(Records from a data collection)

■ ■ ■ ■ ■

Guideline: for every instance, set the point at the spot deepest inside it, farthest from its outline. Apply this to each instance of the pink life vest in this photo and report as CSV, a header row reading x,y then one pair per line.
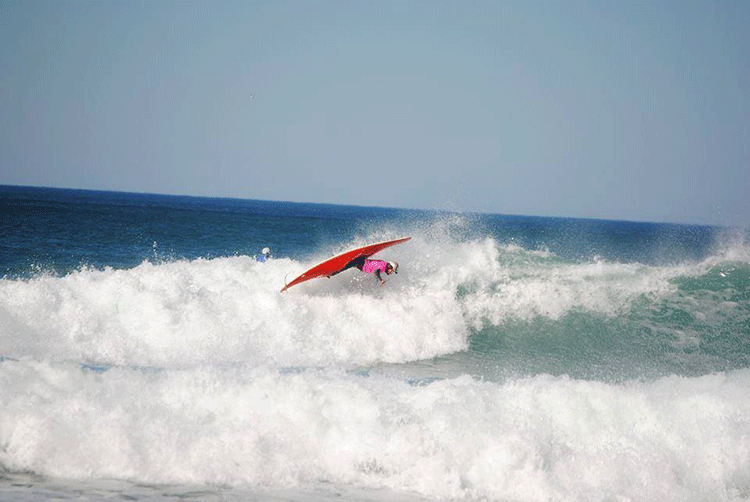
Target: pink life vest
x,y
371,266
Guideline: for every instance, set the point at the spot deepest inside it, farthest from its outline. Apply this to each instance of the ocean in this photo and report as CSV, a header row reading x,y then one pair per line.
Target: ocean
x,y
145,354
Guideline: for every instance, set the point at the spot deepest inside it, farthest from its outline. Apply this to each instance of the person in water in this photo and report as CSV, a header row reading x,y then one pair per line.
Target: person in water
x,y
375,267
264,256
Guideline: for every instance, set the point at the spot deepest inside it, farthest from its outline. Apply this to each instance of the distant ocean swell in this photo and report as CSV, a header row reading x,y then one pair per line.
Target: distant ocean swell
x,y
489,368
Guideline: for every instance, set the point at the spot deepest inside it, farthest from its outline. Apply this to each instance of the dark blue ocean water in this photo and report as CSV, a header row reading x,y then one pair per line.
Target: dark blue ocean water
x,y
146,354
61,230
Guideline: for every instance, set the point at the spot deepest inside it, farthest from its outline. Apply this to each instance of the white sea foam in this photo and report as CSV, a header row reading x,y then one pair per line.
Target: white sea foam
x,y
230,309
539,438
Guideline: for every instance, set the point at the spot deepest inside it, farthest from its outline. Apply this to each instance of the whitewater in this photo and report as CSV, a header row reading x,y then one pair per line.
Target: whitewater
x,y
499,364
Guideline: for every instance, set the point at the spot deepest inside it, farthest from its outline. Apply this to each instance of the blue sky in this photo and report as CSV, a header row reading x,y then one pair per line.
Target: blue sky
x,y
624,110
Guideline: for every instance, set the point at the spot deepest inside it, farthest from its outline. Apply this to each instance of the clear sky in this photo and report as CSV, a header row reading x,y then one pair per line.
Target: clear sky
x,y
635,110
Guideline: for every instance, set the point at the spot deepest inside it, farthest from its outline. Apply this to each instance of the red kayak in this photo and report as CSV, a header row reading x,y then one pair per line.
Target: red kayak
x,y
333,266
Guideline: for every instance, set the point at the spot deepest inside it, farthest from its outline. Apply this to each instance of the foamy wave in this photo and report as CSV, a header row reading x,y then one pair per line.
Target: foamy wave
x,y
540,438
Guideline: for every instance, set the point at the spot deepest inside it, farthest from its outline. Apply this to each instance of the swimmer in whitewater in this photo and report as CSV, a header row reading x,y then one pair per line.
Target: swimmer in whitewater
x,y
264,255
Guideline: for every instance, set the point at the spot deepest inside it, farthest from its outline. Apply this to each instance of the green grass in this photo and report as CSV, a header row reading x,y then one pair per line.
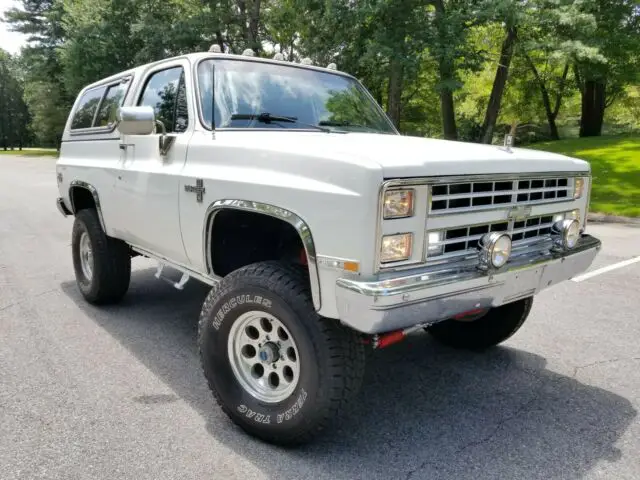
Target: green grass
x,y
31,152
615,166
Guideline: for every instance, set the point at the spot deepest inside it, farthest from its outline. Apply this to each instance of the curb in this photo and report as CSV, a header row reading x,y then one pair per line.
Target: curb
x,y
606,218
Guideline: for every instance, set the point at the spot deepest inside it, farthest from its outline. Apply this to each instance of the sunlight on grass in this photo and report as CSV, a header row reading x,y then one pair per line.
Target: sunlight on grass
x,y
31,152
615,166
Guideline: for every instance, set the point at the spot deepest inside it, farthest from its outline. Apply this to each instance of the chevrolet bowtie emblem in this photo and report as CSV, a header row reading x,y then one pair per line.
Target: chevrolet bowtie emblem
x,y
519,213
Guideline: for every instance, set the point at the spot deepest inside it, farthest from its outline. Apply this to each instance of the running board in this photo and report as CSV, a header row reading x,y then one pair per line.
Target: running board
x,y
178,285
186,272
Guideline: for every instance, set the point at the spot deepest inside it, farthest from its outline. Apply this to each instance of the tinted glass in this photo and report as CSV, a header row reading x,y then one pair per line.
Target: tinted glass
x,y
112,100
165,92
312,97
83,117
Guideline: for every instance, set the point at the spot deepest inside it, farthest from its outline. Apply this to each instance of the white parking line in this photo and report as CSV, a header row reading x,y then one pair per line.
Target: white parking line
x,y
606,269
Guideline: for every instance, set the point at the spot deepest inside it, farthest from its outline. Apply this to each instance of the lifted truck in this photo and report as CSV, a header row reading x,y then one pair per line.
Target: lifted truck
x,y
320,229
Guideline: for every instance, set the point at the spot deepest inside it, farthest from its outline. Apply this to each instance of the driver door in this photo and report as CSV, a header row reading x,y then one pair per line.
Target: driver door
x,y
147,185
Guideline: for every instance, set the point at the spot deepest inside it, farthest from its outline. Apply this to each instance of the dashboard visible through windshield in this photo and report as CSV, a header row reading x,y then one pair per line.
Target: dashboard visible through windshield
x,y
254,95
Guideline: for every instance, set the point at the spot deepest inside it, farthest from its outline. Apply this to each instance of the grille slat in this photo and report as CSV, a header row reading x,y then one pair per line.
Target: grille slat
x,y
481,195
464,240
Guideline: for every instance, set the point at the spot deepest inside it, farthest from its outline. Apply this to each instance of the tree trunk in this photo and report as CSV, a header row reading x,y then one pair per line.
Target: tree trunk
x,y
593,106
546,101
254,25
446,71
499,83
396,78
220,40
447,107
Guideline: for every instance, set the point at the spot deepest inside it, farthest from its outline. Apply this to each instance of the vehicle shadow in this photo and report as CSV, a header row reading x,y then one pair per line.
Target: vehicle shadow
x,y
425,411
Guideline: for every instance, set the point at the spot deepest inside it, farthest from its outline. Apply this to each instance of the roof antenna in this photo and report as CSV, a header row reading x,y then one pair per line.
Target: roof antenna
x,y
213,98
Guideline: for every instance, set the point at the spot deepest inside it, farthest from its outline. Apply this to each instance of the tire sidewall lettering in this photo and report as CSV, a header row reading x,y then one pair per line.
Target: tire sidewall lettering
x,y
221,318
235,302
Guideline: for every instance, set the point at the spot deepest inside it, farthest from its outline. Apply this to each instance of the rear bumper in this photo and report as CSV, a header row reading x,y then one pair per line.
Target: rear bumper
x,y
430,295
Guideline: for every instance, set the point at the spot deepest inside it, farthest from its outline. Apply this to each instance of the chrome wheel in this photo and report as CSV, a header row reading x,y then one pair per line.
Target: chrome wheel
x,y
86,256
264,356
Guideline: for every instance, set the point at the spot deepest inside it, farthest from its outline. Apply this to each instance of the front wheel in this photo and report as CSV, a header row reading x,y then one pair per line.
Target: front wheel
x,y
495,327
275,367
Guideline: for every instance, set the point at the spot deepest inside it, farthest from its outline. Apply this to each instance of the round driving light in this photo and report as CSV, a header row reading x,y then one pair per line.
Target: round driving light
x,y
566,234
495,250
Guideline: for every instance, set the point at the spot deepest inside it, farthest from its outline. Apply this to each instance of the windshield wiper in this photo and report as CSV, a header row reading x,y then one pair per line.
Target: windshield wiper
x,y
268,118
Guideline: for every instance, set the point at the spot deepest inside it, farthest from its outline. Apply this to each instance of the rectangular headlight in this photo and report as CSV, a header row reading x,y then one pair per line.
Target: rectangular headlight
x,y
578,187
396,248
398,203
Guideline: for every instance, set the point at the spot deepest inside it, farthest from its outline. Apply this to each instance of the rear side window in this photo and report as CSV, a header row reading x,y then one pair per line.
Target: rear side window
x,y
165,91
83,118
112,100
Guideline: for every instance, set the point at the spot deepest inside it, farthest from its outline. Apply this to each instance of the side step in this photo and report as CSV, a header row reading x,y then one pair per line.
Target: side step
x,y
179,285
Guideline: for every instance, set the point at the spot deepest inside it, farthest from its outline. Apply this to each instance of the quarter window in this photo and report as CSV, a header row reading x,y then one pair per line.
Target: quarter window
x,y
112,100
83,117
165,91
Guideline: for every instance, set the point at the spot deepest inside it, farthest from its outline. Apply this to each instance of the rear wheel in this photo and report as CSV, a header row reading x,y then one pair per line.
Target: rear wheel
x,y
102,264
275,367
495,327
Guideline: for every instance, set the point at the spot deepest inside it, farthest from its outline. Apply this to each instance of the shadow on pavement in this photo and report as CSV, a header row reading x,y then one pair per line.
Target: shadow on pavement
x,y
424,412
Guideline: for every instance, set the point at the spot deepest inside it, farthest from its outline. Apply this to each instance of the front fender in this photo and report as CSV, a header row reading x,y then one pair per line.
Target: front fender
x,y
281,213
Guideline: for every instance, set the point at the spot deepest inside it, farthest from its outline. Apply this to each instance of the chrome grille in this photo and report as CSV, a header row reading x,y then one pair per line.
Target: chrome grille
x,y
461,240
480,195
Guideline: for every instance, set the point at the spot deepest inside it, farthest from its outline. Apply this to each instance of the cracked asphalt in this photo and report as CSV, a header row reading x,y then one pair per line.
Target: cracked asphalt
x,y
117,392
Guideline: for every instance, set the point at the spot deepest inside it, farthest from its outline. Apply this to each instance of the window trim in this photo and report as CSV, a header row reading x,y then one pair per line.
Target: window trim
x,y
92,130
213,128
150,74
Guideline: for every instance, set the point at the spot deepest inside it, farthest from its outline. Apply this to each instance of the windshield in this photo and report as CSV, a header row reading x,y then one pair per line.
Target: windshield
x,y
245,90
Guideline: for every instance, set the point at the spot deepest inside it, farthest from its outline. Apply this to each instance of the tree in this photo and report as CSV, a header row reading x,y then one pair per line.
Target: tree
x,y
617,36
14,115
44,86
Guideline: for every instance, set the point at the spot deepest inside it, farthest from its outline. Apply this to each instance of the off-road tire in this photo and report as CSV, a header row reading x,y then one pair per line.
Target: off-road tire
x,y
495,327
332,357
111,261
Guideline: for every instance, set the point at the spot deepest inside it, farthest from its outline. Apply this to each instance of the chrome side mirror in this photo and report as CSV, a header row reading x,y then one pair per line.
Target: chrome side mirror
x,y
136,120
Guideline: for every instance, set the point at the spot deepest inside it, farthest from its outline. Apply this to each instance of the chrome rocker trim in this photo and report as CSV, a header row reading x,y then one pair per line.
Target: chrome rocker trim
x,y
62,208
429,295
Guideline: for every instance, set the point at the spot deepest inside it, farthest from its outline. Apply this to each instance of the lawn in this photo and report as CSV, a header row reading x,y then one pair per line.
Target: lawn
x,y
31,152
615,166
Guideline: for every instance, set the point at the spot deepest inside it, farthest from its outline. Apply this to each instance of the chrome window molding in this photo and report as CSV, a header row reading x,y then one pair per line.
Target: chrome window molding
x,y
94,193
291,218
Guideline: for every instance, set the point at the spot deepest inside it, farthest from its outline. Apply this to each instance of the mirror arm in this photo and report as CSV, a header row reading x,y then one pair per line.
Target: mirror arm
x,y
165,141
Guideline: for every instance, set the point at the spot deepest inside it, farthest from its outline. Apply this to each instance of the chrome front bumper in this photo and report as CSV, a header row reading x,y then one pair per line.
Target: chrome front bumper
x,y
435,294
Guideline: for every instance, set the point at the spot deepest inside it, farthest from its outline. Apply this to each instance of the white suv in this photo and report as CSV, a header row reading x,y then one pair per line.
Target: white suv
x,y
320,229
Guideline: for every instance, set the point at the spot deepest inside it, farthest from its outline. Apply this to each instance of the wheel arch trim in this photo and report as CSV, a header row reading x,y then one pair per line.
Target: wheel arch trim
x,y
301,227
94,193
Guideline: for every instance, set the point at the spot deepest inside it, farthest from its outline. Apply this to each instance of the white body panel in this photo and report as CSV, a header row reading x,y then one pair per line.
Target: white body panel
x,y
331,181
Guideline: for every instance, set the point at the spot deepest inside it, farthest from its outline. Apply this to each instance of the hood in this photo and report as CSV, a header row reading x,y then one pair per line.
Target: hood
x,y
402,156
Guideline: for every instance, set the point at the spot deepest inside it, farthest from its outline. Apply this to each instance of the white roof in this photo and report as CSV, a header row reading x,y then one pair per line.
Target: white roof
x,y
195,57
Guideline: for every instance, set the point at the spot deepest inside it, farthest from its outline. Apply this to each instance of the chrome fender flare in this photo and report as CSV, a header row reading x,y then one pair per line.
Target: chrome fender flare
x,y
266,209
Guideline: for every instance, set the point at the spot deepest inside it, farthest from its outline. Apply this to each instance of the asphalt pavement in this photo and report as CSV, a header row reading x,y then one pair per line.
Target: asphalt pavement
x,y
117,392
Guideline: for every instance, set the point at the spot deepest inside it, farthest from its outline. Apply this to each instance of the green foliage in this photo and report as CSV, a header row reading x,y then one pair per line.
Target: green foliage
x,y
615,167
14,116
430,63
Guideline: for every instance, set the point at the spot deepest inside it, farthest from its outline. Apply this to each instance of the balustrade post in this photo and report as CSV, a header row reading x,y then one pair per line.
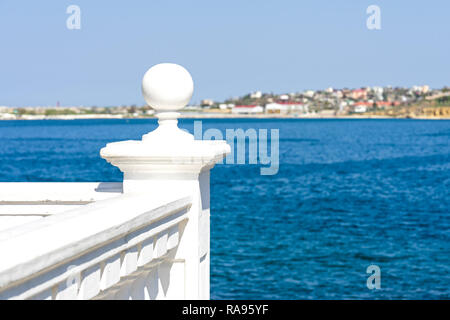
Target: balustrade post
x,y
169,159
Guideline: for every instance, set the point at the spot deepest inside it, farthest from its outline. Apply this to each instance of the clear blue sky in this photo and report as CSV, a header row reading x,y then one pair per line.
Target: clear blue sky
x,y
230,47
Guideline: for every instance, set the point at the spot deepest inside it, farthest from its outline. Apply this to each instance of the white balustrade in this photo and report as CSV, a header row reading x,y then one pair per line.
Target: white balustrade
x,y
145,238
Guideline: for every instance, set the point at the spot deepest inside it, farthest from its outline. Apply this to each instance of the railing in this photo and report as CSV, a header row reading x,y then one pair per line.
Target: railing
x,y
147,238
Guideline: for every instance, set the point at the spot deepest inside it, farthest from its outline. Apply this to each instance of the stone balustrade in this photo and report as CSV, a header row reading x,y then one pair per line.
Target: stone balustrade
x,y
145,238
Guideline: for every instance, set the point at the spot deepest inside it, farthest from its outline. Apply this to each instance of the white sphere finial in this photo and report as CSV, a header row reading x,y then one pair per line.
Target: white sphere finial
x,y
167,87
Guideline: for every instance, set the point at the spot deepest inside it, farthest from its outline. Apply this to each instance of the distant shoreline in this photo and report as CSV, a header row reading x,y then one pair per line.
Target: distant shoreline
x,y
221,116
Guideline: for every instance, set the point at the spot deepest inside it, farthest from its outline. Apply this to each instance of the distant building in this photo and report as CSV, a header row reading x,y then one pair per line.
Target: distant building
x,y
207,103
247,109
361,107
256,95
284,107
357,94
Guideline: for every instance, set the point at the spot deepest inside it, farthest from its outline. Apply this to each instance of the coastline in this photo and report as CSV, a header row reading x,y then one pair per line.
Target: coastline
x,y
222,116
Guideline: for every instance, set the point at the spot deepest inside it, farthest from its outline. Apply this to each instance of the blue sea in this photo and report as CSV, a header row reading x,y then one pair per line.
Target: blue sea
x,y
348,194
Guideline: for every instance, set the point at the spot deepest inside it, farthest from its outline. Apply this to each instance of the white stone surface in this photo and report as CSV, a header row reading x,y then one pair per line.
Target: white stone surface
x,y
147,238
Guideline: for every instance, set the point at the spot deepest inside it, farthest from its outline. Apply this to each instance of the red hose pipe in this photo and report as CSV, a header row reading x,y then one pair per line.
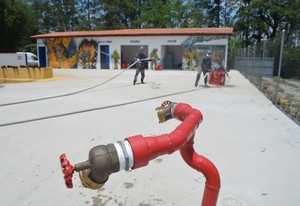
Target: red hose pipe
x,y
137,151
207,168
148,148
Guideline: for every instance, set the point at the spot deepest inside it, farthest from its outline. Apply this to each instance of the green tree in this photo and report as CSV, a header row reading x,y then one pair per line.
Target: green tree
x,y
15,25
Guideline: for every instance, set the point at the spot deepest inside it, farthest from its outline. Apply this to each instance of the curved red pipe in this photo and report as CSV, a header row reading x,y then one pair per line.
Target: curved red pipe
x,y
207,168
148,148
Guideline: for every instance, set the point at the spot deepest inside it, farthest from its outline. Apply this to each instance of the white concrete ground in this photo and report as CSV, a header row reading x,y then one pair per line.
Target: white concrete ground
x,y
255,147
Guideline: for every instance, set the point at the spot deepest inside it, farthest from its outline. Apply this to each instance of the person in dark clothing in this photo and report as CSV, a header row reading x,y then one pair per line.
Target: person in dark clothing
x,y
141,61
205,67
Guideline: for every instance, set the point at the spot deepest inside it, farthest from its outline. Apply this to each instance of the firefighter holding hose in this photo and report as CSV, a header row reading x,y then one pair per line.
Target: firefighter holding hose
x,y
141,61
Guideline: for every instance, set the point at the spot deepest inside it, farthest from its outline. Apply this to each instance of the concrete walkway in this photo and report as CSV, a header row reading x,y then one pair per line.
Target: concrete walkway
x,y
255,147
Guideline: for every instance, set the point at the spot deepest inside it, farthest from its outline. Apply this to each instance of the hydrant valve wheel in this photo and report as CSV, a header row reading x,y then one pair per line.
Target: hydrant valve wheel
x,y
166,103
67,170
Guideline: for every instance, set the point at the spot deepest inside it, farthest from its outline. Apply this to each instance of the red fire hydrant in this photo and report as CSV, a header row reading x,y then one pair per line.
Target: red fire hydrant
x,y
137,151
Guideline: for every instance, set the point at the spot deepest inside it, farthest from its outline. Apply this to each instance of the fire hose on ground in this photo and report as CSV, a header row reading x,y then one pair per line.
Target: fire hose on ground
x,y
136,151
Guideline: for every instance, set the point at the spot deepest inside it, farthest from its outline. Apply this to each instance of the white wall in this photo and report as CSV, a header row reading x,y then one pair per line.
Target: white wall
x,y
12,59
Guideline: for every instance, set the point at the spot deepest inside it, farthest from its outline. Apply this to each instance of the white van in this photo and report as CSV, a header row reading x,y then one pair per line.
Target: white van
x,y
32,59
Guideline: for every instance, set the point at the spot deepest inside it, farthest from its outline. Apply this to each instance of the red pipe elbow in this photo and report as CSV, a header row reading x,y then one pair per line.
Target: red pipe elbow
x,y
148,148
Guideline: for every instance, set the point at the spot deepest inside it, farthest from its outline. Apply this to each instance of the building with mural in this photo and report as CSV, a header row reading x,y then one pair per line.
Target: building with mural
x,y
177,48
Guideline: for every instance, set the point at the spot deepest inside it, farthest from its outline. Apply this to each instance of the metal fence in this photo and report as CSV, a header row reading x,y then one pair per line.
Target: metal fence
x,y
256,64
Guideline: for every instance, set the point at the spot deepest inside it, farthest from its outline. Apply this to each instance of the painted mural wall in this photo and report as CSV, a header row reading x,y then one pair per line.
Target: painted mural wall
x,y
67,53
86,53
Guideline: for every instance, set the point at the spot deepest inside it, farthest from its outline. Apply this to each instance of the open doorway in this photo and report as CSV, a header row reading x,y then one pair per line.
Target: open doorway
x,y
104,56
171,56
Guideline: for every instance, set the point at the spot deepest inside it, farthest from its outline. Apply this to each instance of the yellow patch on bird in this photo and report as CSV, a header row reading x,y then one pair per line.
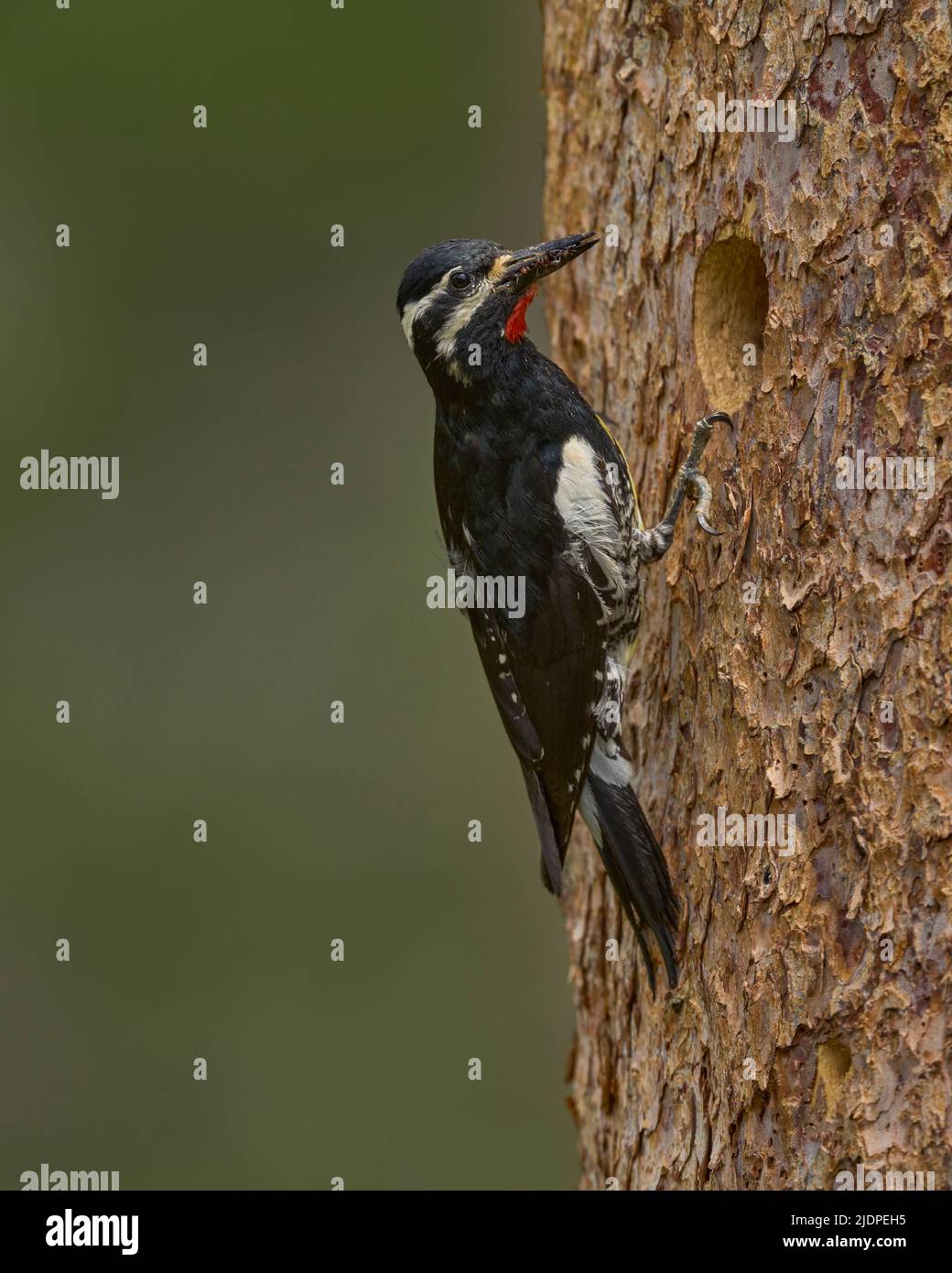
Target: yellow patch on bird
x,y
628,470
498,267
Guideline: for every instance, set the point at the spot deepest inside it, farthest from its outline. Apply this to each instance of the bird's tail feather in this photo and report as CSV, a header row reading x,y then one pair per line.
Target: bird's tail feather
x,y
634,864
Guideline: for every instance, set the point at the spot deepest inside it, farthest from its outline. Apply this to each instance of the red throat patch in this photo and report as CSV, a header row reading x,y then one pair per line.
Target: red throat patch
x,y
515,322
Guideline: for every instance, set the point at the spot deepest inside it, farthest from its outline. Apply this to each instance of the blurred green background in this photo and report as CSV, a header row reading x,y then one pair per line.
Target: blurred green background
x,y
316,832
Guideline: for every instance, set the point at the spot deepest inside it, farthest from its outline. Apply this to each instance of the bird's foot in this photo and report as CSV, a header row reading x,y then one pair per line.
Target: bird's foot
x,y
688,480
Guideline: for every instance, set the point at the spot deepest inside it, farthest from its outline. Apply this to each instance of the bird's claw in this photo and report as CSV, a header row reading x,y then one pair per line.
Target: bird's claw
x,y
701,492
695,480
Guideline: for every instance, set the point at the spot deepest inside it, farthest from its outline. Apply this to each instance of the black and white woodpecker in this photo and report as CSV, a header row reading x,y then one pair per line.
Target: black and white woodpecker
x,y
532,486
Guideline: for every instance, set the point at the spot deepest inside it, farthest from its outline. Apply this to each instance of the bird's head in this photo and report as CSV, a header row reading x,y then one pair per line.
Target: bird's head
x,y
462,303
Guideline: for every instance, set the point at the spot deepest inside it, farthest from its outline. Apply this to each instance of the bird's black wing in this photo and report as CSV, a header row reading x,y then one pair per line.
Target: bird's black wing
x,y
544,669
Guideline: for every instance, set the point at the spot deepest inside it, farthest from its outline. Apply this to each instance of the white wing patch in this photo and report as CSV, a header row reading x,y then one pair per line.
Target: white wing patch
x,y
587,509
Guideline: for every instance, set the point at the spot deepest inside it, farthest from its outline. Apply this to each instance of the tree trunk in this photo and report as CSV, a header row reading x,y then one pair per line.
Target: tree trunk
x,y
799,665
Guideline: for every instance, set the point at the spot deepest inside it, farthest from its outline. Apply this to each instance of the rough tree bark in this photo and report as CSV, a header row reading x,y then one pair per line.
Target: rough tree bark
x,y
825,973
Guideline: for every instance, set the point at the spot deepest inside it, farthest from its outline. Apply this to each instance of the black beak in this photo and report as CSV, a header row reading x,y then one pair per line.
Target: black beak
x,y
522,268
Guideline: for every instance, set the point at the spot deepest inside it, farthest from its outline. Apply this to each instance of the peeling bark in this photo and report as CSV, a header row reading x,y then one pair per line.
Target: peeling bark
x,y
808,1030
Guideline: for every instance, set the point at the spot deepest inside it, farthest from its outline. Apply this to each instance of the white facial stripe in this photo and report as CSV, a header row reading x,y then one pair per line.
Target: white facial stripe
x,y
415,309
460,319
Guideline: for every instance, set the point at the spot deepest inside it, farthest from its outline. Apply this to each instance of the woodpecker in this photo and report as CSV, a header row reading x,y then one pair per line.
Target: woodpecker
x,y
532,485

■ ■ ■ ■ ■

■ **Exercise objective**: Beginning at the line that holds "the bird's black", write out word for word each line through the end of the records.

■ **Output**:
Guideline: for every instance, set the point at the spot deepest inside it, farthest from its outline. Apply this to each instance of the bird's black wing in this photo and report as CSV, a header row reading x,y then one pair per line.
Target: bird's black wing
x,y
544,669
Guideline: for every instance, set the point at the spot deepest inside it, farthest from its outline. Apply this to each instance of the white wing patch in this photo and report as CSV, a header row reading x,y then one pair per line.
Target: white wing patch
x,y
587,509
Guideline: for every instance, set the point at the spot deepest inside it, farthest from its outline. Apply this to each instance of the tree trunk in this photo and report as CSV, a header row reading x,y then one pair per line.
Target: tree trunk
x,y
799,665
Guideline: for every instance, set the point at the spot deepest inside it, farthest from its outline. Apply this to each instance of the rough tree bark in this photo and report as CSV, a header row reading x,y then one pair per line.
Target: rough tree bark
x,y
825,973
Guideline: for every instance, set the point at the spot deepest inside it, farthest from its outline. Apply this to each instance of the black beak in this photo and report as CSV, a header row reading x,y then one pair per line.
Target: black beak
x,y
522,268
Guideline: for every instance, set the point at the spot deepest inside it, farthest from its outline. Apply this to each instance of the peeling bark in this photo and report as CSV, a header row reading x,y then one pair per line.
Target: peeling bark
x,y
808,1030
Guideline: for every instance, set the point at the spot deepest inside it, farthest from its outline. Apply this to each instance of the white facial stripe in this photo and report as CSV, a header row reading x,y then one pair per line.
Target: white facial stripe
x,y
415,309
460,319
Guideline: for every instance, set the point at the spot deepest inside it, farthest from its outline. Apply this to each instance of the woodpecker in this photo and report as CSV, a header row reading x,y then one pair per line.
Target: woodpecker
x,y
532,485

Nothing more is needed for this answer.